What the task asks: Copying exactly, give the lines in the material below from the one with "sample | [340, 366]" to the one with "sample | [348, 387]", ends included, and nothing besides.

Listed entries Start Marker

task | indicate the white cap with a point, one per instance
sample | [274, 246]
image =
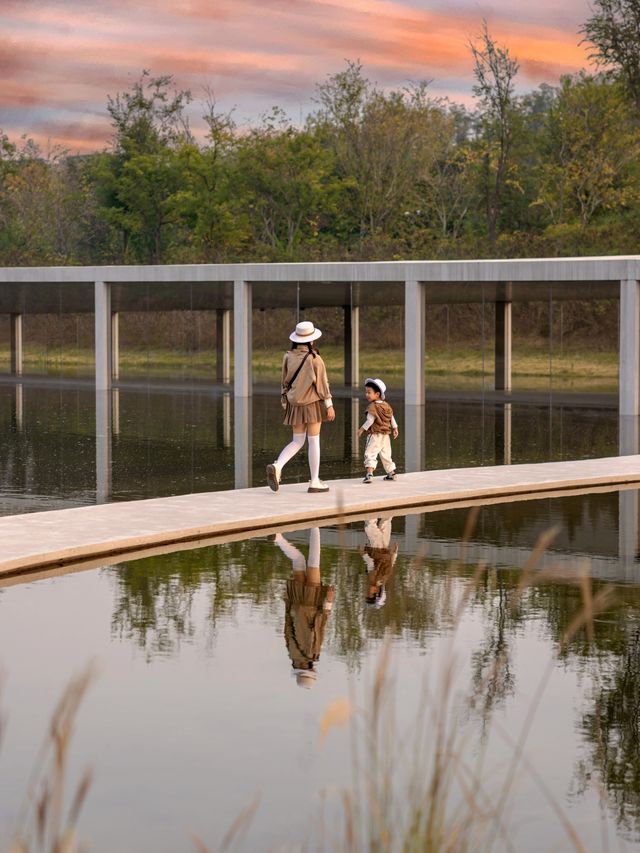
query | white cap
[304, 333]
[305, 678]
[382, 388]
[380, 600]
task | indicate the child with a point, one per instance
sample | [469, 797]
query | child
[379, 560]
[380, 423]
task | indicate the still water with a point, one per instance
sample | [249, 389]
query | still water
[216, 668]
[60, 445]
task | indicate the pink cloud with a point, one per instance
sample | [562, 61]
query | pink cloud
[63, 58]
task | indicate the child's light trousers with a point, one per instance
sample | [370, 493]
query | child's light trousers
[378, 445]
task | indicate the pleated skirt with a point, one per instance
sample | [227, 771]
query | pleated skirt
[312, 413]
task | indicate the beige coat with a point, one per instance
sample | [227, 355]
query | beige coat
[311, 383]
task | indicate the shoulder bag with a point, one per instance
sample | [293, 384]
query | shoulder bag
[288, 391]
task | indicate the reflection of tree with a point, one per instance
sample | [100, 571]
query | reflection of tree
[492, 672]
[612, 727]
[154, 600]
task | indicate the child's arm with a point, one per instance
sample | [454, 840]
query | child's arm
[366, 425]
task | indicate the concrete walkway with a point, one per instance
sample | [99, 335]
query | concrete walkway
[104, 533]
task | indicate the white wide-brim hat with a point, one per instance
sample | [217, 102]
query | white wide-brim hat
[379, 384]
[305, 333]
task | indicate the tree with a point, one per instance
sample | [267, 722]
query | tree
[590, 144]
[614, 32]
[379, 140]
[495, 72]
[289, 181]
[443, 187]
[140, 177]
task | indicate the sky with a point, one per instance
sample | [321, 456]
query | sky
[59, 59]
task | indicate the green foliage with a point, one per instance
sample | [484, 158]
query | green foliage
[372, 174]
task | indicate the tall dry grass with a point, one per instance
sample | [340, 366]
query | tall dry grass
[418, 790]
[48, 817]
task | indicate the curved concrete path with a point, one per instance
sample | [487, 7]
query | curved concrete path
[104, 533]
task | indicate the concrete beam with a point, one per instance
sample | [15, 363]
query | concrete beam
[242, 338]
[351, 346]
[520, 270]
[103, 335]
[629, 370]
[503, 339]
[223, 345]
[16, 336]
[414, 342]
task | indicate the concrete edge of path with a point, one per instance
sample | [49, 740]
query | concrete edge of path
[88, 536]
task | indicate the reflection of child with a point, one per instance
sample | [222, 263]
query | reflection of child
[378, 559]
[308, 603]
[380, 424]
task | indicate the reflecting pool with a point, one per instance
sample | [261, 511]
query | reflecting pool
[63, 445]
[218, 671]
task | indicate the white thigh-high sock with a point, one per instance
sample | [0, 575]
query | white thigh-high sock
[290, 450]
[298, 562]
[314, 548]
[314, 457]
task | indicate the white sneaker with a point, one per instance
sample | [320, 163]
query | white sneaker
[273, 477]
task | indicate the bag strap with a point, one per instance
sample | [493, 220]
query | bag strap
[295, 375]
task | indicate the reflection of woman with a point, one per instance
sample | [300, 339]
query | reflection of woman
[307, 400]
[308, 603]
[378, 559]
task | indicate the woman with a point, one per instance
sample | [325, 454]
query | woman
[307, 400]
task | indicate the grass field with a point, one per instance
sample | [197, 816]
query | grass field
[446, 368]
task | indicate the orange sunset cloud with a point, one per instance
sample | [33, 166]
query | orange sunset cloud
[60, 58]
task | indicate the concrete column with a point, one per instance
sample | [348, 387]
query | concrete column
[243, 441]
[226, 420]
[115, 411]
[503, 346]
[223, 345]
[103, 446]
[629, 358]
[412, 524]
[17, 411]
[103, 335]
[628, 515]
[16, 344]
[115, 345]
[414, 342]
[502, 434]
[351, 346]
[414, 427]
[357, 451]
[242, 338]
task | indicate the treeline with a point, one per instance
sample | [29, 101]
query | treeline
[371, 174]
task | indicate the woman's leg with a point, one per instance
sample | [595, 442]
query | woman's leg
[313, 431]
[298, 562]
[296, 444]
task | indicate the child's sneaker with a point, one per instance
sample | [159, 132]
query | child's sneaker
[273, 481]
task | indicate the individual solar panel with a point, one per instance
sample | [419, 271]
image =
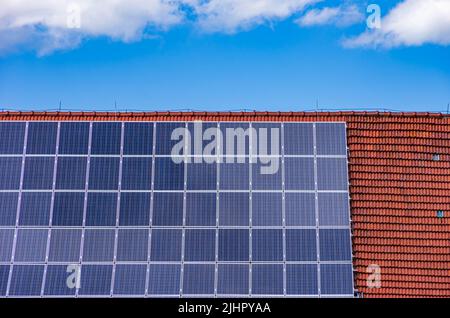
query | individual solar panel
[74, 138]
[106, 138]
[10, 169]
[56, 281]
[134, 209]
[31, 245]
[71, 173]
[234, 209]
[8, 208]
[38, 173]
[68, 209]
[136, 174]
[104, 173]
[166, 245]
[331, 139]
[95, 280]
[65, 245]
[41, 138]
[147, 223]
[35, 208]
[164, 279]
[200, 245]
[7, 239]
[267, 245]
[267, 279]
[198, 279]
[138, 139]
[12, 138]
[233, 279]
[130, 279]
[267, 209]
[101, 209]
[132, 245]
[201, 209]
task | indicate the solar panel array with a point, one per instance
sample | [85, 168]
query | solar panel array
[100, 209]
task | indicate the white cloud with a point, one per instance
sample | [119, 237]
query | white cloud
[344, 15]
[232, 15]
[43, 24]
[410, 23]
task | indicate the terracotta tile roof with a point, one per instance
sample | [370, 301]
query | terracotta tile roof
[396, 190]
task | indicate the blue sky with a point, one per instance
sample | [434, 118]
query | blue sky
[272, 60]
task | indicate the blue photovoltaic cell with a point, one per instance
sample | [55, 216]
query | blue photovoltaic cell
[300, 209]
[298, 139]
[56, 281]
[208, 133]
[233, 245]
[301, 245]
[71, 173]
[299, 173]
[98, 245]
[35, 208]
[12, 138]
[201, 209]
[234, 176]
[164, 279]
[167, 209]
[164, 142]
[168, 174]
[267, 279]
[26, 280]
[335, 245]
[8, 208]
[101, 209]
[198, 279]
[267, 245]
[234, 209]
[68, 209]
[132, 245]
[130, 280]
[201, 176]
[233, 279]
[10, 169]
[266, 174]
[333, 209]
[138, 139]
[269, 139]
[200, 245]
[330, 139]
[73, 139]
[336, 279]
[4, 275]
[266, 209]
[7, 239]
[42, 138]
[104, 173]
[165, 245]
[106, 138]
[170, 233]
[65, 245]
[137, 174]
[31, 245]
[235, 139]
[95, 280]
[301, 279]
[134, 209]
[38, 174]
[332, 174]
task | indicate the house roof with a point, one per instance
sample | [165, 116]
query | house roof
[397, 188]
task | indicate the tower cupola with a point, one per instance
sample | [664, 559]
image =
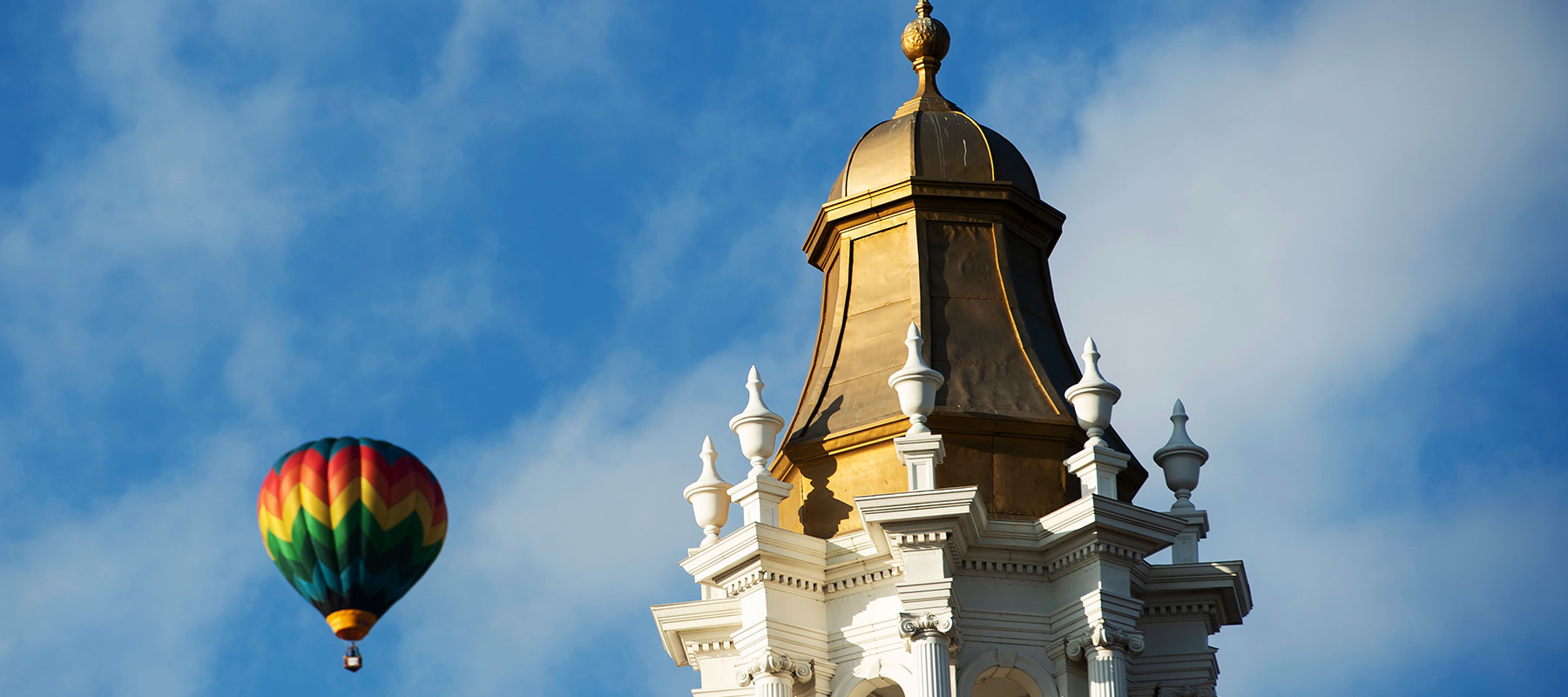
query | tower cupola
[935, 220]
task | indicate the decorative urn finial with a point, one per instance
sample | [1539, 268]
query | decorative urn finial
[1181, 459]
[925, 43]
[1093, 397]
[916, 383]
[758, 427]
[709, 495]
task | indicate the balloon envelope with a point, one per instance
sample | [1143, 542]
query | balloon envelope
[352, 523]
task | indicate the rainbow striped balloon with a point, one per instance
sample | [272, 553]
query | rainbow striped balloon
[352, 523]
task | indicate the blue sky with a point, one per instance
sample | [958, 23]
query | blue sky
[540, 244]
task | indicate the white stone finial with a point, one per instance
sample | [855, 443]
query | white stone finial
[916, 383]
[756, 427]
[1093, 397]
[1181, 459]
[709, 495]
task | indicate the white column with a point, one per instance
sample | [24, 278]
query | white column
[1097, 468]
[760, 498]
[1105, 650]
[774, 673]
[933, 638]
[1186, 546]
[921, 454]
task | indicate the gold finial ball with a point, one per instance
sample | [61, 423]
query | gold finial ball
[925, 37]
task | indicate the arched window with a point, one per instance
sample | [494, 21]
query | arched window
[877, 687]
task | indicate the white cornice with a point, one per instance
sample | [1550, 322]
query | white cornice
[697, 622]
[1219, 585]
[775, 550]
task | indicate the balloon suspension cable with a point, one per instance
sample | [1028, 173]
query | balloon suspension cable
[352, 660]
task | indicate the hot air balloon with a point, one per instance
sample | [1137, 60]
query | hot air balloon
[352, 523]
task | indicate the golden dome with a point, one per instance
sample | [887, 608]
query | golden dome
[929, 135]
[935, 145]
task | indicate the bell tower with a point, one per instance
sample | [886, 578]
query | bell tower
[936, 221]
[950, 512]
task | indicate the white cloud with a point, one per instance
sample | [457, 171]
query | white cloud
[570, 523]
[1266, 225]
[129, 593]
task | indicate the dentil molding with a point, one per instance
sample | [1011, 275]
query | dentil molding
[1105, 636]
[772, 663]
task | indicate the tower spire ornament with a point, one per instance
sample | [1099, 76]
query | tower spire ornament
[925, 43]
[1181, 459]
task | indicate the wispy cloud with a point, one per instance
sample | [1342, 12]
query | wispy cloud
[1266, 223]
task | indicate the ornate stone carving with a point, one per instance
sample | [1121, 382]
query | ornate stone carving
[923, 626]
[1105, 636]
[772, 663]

Listed entries End Marker

Exercise response:
sample | [340, 366]
query | tall dry grass
[418, 790]
[48, 817]
task | indicate the curved concrete path with a point, one per instance
sample | [487, 7]
query | curved concrete path
[104, 533]
task | indicate the concrete beam with a point, one per instance
sample | [15, 363]
query | concrete beam
[242, 338]
[351, 346]
[520, 270]
[103, 335]
[629, 370]
[503, 339]
[223, 345]
[16, 336]
[414, 342]
task | indicate the concrete edge of path with a point, one per instance
sample | [49, 740]
query | concrete edge of path
[88, 536]
task | indicate the reflection of child with a point, one per instance
sample | [222, 263]
query | reflection of child
[378, 559]
[308, 603]
[380, 424]
task | indicate the reflecting pool with a point, one per instance
sample | [261, 511]
query | reflecting pool
[63, 445]
[218, 671]
task | indicate the white thigh-high sock with a point, one per instance
sample | [0, 575]
query | white thigh-high sock
[290, 450]
[298, 562]
[314, 548]
[314, 457]
task | indicate the white sneaker with a point, one per instance
sample | [320, 163]
query | white sneaker
[273, 477]
task | indicate the bag strap with a point, one per instance
sample | [493, 220]
query | bag strap
[295, 375]
task | indicate the reflection of woman with a point, one per instance
sample | [300, 339]
query | reflection of woman
[307, 400]
[308, 603]
[378, 559]
task | indicate the woman with a point, one per instance
sample | [325, 454]
query | woman
[307, 400]
task | indicate the grass field with a point, one per instance
sample | [197, 816]
query | grass field
[446, 368]
task | indicate the orange sunset cloud with a point, one per instance
sample | [33, 166]
query | orange sunset cloud
[60, 58]
task | indicate the concrete column with a point, one per instance
sample | [348, 387]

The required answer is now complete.